# Prompt:
From the line containing "Verification task: the blurred" through the last line of the records, print every line exactly and nothing more.

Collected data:
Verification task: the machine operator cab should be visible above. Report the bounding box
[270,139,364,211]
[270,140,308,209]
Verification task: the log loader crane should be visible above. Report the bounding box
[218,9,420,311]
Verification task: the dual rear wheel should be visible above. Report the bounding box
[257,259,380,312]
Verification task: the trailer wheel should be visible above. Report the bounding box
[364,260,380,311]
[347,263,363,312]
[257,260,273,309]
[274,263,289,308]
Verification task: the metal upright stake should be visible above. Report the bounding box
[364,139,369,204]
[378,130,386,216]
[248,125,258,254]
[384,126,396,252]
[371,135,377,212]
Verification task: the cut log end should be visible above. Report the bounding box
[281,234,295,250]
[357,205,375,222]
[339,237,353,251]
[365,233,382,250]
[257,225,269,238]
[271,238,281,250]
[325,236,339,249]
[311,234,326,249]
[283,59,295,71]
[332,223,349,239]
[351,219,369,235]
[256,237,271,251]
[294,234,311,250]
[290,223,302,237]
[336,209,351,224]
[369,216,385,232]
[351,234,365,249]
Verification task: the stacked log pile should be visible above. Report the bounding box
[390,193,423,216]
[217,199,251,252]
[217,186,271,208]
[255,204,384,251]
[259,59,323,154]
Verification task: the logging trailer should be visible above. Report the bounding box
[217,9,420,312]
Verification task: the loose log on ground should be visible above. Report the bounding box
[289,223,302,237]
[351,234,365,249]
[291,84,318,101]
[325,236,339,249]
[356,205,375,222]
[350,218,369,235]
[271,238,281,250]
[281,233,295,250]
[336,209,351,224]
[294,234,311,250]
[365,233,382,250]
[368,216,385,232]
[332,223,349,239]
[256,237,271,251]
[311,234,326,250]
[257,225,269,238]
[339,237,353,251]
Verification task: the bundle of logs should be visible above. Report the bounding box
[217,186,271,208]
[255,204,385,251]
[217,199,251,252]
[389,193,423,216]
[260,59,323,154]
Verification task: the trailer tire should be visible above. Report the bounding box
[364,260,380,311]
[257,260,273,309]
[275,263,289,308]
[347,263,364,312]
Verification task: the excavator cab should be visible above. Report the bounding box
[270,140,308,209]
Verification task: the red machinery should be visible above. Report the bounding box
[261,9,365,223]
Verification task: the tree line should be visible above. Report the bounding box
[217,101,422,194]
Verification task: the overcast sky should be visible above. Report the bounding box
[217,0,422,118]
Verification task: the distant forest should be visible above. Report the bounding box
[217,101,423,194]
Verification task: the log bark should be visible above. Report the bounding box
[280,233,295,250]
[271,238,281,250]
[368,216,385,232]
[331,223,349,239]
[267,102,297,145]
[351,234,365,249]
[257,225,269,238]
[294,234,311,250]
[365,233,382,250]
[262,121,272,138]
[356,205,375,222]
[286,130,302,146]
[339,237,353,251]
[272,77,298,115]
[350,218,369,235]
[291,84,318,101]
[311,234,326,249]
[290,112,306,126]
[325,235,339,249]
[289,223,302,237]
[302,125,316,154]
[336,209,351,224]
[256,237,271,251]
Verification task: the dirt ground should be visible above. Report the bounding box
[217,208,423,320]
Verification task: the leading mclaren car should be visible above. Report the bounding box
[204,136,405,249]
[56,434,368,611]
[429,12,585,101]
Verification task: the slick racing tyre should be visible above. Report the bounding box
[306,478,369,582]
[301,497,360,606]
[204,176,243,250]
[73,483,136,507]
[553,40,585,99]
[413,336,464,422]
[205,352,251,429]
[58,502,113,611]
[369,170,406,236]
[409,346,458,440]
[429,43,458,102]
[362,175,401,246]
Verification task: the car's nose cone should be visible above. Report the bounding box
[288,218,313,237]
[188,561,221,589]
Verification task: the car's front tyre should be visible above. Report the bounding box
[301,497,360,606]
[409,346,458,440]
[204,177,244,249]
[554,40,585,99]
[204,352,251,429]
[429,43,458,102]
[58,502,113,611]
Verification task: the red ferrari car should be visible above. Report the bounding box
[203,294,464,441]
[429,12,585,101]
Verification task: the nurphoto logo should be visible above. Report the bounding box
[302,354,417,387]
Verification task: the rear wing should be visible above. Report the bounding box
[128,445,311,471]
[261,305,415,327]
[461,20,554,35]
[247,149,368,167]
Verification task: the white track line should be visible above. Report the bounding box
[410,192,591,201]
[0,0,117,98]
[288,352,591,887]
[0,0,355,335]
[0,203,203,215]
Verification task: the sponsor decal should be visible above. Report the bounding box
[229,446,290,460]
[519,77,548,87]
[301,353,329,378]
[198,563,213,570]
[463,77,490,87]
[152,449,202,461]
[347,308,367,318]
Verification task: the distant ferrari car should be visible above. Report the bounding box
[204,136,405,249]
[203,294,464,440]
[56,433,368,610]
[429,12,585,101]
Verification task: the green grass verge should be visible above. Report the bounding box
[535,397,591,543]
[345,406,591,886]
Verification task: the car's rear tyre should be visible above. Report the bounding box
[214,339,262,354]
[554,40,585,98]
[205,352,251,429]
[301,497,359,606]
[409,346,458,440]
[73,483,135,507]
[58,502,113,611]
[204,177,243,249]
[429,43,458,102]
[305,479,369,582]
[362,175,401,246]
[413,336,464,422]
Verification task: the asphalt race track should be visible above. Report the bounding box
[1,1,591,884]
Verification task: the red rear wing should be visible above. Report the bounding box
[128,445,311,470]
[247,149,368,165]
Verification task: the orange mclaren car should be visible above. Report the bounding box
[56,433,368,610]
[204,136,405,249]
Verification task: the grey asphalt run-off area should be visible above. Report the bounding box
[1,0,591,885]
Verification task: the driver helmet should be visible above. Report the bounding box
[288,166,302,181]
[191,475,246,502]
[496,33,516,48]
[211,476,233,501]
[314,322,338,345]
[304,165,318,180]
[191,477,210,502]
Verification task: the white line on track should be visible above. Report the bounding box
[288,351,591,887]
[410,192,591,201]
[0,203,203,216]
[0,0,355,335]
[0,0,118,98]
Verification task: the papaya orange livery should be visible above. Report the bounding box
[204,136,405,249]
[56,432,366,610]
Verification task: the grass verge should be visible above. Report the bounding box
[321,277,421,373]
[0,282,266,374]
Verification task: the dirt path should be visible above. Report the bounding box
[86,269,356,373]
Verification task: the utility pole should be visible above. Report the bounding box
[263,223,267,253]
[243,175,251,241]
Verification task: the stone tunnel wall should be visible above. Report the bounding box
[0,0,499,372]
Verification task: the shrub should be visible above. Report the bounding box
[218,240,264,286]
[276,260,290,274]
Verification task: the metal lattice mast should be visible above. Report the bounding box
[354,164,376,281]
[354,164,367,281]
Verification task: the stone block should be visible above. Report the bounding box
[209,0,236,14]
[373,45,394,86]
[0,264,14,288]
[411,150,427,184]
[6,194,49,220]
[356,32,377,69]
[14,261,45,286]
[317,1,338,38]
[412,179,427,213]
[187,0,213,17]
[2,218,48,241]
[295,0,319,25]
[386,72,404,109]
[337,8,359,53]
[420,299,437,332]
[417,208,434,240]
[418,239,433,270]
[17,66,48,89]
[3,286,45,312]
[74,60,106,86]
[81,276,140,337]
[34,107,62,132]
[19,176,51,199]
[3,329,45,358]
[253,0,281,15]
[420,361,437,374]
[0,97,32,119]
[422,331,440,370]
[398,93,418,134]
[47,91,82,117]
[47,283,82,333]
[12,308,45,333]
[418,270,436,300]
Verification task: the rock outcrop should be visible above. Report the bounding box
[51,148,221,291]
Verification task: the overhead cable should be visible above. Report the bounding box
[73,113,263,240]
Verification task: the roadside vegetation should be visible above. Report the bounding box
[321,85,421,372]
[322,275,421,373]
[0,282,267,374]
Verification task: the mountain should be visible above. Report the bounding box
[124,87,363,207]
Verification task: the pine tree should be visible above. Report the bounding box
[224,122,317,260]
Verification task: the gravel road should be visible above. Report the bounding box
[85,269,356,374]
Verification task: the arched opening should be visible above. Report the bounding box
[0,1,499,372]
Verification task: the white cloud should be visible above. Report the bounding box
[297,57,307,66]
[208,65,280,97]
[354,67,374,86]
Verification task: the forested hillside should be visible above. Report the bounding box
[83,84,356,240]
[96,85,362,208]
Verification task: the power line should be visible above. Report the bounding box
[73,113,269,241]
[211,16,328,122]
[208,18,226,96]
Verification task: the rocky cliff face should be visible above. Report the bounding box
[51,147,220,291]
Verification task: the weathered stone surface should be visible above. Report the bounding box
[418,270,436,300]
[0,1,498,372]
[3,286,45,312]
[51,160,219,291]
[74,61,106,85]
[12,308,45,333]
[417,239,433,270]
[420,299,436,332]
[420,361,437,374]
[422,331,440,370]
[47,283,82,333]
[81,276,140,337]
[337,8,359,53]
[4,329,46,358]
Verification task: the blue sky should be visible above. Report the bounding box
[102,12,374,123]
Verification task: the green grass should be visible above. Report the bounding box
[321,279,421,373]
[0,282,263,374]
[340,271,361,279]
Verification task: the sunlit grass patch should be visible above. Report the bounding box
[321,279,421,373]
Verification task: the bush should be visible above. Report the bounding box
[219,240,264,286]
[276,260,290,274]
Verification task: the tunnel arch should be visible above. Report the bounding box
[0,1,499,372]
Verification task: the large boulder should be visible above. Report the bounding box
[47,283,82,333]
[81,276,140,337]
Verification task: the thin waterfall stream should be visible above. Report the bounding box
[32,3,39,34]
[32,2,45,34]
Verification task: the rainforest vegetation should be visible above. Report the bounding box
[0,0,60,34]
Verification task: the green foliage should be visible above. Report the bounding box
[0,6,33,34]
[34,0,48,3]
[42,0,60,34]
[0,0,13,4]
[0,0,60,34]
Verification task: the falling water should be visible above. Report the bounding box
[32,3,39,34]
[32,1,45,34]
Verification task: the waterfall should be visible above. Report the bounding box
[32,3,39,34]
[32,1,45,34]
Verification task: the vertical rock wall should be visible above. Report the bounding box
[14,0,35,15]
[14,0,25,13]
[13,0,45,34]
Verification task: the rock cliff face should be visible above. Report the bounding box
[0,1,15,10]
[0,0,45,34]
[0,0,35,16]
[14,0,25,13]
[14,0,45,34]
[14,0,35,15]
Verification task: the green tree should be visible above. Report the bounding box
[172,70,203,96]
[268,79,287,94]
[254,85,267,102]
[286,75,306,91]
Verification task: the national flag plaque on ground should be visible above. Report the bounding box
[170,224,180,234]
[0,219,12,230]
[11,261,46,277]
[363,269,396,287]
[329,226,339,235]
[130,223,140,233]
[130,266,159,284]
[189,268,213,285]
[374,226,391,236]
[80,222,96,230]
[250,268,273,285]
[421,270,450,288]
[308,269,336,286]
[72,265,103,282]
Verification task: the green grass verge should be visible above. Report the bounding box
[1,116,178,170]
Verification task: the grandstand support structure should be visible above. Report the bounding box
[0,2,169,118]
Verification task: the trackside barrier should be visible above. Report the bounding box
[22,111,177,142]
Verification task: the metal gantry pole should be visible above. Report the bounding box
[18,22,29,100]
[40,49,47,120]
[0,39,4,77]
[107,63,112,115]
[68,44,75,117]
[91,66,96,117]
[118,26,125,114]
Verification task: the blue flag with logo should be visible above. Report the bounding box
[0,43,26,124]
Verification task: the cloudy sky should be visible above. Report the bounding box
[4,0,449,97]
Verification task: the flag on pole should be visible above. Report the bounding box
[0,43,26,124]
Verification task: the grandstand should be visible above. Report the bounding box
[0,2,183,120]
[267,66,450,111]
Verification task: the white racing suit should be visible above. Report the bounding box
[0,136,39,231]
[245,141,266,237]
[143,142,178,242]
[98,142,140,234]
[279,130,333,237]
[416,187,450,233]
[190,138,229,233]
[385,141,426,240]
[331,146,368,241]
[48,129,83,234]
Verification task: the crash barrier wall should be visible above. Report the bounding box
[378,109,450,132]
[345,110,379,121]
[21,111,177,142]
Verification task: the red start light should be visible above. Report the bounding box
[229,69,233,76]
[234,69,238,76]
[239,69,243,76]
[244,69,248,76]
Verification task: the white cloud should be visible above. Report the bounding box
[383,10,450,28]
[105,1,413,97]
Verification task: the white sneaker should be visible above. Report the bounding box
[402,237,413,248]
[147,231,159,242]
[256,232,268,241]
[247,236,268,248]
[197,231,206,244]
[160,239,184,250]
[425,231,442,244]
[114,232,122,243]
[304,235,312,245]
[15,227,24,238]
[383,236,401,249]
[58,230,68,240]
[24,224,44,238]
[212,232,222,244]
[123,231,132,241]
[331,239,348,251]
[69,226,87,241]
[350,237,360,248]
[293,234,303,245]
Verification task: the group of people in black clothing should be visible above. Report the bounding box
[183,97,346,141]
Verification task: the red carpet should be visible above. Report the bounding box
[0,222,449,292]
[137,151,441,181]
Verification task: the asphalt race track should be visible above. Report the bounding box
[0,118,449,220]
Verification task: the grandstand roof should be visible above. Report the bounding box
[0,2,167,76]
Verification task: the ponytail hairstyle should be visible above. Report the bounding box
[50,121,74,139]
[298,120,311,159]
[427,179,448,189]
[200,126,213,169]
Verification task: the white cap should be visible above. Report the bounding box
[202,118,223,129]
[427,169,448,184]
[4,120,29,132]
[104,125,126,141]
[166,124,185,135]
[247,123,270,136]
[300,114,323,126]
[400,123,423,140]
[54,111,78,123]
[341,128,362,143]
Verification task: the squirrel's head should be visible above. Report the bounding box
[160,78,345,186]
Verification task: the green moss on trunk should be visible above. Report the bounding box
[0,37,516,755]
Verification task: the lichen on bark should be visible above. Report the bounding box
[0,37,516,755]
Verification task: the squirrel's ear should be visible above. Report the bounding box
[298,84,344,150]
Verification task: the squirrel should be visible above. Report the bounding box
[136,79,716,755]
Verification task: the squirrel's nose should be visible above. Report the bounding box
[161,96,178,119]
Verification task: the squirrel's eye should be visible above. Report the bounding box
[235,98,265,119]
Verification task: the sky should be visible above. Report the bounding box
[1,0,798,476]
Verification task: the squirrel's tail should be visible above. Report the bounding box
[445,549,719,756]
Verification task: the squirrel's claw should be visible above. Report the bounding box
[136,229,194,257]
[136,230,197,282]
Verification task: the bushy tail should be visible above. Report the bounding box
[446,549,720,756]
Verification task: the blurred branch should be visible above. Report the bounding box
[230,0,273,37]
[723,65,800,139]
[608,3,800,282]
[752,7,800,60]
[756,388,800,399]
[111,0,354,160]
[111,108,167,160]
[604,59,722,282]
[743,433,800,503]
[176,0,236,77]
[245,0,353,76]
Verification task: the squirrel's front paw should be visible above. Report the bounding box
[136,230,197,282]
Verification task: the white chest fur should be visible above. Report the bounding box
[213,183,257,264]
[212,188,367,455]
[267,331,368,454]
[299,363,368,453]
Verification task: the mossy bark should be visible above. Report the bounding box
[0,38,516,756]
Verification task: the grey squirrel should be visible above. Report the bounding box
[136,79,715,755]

# Task result:
Verification task: the blurred branch should be visible above. Report the bounding box
[230,0,273,37]
[723,65,800,139]
[608,3,800,282]
[752,7,800,60]
[756,388,800,399]
[111,0,354,160]
[111,108,167,160]
[604,59,722,282]
[743,433,800,503]
[176,0,236,77]
[245,0,353,76]
Verification task: the squirrel's front paw should be visible above. Report the bounding box
[136,230,197,282]
Verification task: the white chest fur should be visible above. Report the bounding box
[213,183,257,264]
[212,188,367,455]
[267,331,368,454]
[299,363,368,453]
Verification task: the mossy bark should be visible above. Report the bounding box
[0,38,516,756]
Verification task: the grey squirrel should be visible above. Report the bounding box
[136,79,715,755]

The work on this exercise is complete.